[Entries provided Boundary: Start]
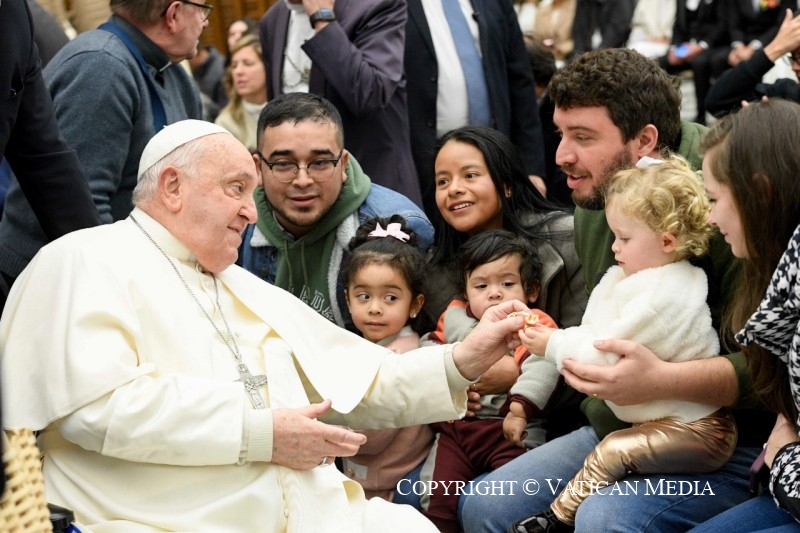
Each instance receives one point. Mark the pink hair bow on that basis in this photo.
(392, 230)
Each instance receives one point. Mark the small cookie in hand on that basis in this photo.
(531, 319)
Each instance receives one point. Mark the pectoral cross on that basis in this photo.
(252, 384)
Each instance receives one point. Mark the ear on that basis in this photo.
(647, 141)
(534, 294)
(669, 243)
(416, 305)
(170, 16)
(343, 162)
(259, 176)
(169, 189)
(762, 187)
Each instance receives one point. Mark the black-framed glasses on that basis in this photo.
(286, 171)
(205, 9)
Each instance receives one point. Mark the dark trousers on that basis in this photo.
(463, 449)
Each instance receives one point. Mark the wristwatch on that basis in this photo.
(322, 15)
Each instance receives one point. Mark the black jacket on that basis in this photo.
(47, 169)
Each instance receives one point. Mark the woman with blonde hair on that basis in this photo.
(246, 83)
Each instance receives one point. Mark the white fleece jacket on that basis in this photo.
(662, 308)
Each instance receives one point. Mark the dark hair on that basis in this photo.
(635, 90)
(519, 199)
(297, 107)
(542, 59)
(140, 11)
(756, 157)
(403, 256)
(492, 245)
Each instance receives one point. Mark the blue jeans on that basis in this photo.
(642, 503)
(759, 514)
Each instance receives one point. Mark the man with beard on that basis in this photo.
(615, 108)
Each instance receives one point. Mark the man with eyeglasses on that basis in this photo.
(351, 53)
(113, 88)
(313, 197)
(743, 83)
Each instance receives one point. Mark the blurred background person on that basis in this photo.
(601, 24)
(543, 65)
(238, 29)
(553, 27)
(526, 14)
(651, 27)
(246, 81)
(700, 45)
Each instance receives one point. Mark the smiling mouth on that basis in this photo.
(462, 205)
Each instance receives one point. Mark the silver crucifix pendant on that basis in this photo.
(251, 385)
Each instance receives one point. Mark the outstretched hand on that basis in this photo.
(491, 339)
(787, 39)
(301, 442)
(535, 338)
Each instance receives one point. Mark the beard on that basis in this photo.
(596, 200)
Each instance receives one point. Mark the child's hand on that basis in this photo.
(536, 338)
(514, 425)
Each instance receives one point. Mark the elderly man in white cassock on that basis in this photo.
(177, 392)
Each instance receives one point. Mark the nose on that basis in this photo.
(249, 210)
(455, 187)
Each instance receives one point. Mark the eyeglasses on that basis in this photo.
(205, 9)
(286, 171)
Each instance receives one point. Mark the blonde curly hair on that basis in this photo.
(669, 198)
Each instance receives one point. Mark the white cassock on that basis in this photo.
(146, 427)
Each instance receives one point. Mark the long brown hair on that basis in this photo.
(757, 157)
(235, 102)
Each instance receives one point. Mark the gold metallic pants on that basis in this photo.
(665, 446)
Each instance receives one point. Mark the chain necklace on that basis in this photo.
(304, 73)
(251, 383)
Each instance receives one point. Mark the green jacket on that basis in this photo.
(593, 239)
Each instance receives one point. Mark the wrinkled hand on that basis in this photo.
(497, 380)
(300, 442)
(514, 425)
(491, 339)
(636, 378)
(788, 38)
(536, 338)
(782, 434)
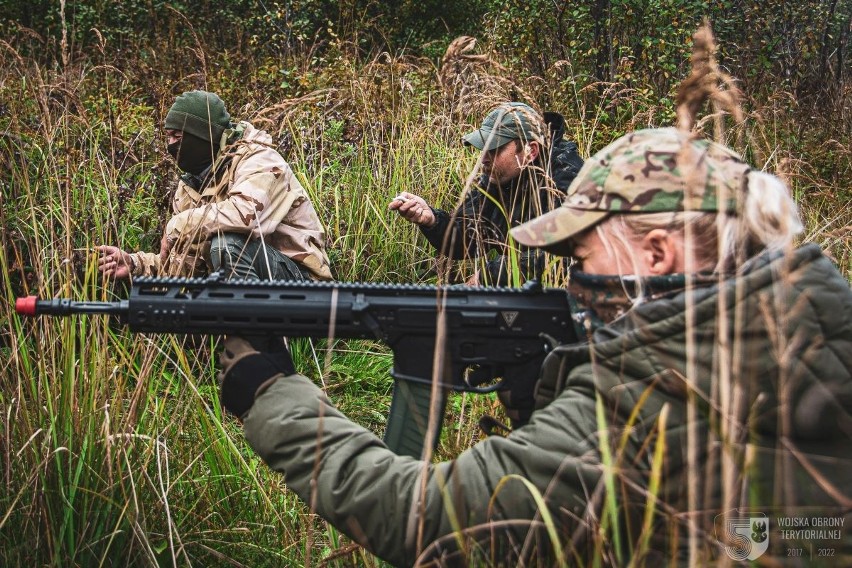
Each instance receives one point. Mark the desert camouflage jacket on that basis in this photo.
(771, 348)
(254, 192)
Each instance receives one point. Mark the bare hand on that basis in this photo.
(113, 262)
(166, 245)
(413, 208)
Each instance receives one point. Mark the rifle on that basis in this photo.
(452, 337)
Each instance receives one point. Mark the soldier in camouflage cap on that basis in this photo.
(647, 171)
(238, 209)
(526, 165)
(722, 385)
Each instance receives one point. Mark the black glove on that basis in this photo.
(247, 365)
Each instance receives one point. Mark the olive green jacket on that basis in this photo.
(773, 350)
(258, 195)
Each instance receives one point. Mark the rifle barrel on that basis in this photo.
(32, 306)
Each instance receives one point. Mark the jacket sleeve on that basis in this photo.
(349, 477)
(145, 264)
(261, 193)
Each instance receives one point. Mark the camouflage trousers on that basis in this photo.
(237, 257)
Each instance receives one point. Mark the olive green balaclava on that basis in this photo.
(202, 118)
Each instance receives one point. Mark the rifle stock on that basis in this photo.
(502, 333)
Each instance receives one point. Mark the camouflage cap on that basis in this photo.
(506, 122)
(200, 113)
(646, 171)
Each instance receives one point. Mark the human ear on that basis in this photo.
(531, 152)
(661, 253)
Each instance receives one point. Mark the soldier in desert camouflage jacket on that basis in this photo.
(238, 207)
(716, 380)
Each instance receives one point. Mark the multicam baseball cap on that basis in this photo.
(506, 122)
(647, 171)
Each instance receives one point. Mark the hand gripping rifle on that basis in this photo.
(461, 338)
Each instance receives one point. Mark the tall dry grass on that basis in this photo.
(114, 448)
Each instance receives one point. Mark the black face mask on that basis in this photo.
(193, 154)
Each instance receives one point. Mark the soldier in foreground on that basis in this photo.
(714, 387)
(238, 207)
(526, 168)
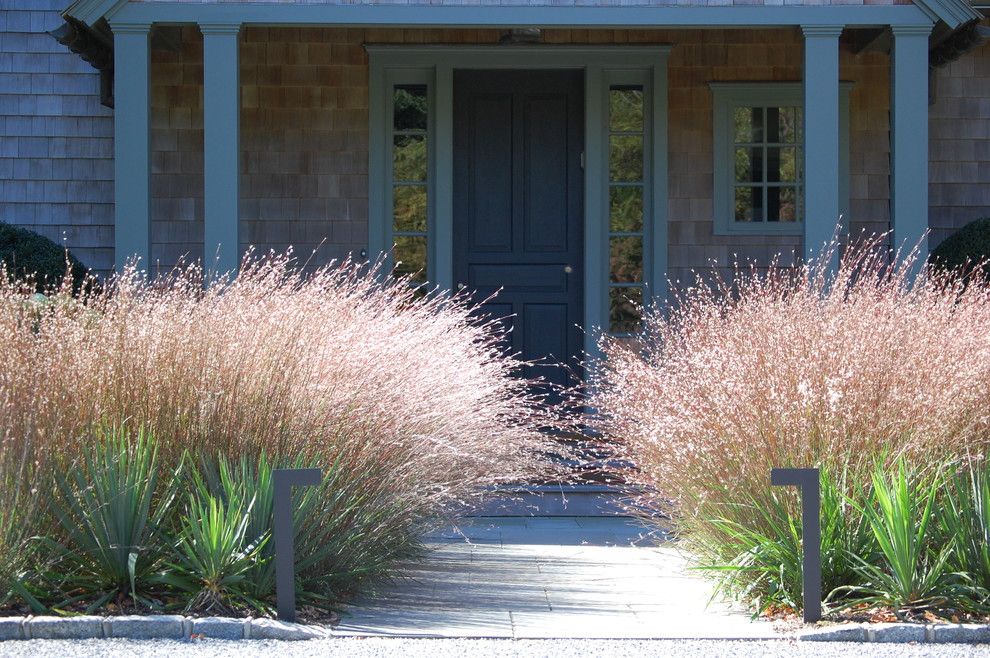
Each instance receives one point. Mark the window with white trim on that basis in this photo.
(759, 157)
(410, 178)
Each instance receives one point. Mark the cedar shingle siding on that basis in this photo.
(56, 140)
(959, 144)
(304, 136)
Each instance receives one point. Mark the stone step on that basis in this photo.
(554, 500)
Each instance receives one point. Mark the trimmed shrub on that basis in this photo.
(33, 257)
(793, 368)
(967, 249)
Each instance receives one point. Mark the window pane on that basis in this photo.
(625, 109)
(409, 158)
(749, 165)
(782, 204)
(781, 164)
(625, 309)
(625, 209)
(749, 204)
(749, 124)
(409, 107)
(409, 253)
(626, 259)
(409, 207)
(625, 160)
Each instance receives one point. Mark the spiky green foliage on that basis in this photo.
(965, 521)
(216, 552)
(913, 571)
(113, 513)
(762, 563)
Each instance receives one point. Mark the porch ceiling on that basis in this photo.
(456, 13)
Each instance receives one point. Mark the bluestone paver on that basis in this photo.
(549, 578)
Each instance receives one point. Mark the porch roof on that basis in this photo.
(628, 13)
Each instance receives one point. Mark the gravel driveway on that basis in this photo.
(379, 647)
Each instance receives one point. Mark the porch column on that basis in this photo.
(221, 146)
(821, 136)
(132, 144)
(909, 142)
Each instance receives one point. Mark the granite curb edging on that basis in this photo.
(902, 633)
(156, 627)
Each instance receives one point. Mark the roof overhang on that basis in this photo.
(954, 13)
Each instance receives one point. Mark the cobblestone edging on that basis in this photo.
(896, 632)
(146, 627)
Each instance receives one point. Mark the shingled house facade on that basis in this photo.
(574, 153)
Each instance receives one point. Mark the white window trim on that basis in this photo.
(726, 96)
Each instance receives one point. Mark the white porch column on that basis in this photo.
(821, 136)
(132, 144)
(221, 145)
(909, 142)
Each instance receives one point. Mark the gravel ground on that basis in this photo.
(378, 647)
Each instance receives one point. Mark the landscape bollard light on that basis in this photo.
(283, 479)
(806, 479)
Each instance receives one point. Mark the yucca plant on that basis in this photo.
(761, 561)
(913, 571)
(965, 521)
(112, 515)
(216, 553)
(347, 530)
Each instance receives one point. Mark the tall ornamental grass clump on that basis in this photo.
(407, 402)
(852, 372)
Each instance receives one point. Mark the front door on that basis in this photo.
(518, 207)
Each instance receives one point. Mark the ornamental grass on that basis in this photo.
(857, 371)
(406, 401)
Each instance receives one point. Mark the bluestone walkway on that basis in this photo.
(570, 577)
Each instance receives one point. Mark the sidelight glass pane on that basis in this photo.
(749, 165)
(409, 107)
(409, 254)
(749, 204)
(626, 259)
(625, 309)
(625, 209)
(625, 109)
(748, 124)
(409, 208)
(409, 158)
(625, 159)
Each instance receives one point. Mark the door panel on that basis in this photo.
(518, 206)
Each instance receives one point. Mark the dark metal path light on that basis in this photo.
(283, 479)
(811, 533)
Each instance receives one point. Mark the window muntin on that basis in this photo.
(409, 174)
(626, 190)
(767, 155)
(759, 157)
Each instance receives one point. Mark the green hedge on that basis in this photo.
(968, 246)
(27, 254)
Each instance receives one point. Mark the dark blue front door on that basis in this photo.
(518, 207)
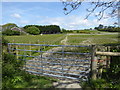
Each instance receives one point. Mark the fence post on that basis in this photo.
(93, 63)
(108, 58)
(17, 51)
(30, 48)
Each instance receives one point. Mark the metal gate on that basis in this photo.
(63, 61)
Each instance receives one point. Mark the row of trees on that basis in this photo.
(36, 29)
(107, 28)
(13, 29)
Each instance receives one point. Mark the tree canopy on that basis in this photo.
(113, 5)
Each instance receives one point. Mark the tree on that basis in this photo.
(113, 5)
(33, 30)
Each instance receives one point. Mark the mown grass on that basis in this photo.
(96, 39)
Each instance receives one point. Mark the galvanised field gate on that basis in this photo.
(63, 61)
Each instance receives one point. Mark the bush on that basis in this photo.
(33, 30)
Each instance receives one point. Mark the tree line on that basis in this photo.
(13, 29)
(107, 28)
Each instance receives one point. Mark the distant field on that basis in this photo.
(36, 39)
(92, 39)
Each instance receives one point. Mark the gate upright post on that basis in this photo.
(17, 51)
(93, 63)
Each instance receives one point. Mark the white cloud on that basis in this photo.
(16, 15)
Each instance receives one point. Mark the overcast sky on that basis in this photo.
(47, 13)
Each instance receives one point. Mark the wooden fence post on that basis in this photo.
(108, 58)
(93, 63)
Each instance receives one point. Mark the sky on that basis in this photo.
(49, 13)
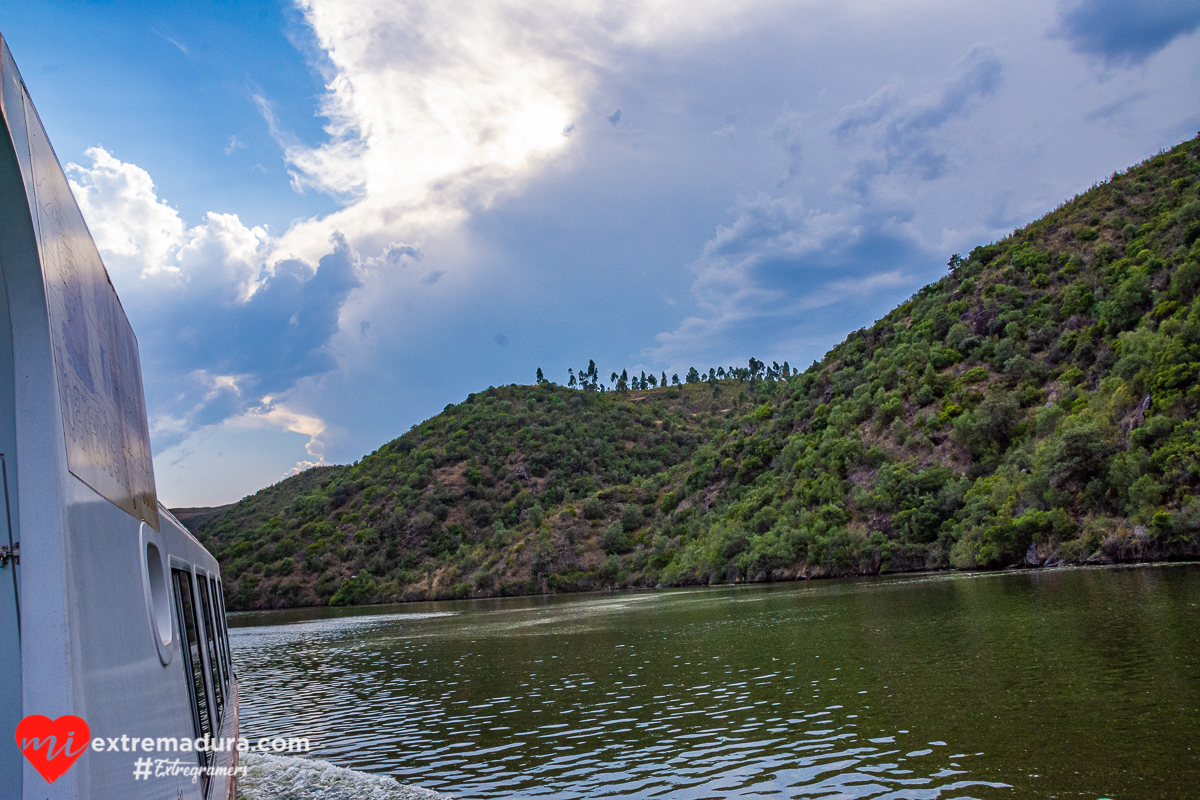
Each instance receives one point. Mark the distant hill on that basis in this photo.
(1037, 405)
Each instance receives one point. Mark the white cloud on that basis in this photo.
(138, 233)
(435, 109)
(275, 414)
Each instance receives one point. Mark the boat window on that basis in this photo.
[Entries provided Boundary: End]
What the exercise asks
Please transcribe, word for word, every line from the one containing "Each instance receives one point. Mark the mown" through the last line of the records, both included, and leave the pictures out.

Solution for this problem
Each instance receives one point. Mark the mown grass on that basis in this photo.
(96, 39)
Each instance receives one point. Mark the galvanised field gate on that basis in this photo.
(63, 61)
Each instance receives one point. Mark the bush on that basis in this photo.
(33, 30)
Each instance receives one point. Mark the tree line on that basis in this photo.
(13, 29)
(107, 28)
Each instance receives one point. Mark the distant field on that basis in this photo.
(36, 39)
(92, 39)
Each instance receives one point. Mark the gate upright post on that basis in this photo.
(17, 51)
(93, 63)
Each instance receives one point. Mark the white cloud on that basis in this photo.
(16, 15)
Each instance receives one point. Mark the overcast sky on that basis in this photo.
(47, 13)
Each instance receives one point. Mark the wooden fence post on that basis in this photo.
(108, 58)
(93, 63)
Each instance receives one point. Mark the sky on that basis in this photo.
(49, 13)
Each instance receives one point. Mark the distant hill on that basis in this photo.
(1037, 405)
Each instance receives one point. Mark the white cloud on that basis in this photo.
(138, 233)
(435, 109)
(275, 414)
Each instance receives one point. Mark the boat window on that basis in this photo.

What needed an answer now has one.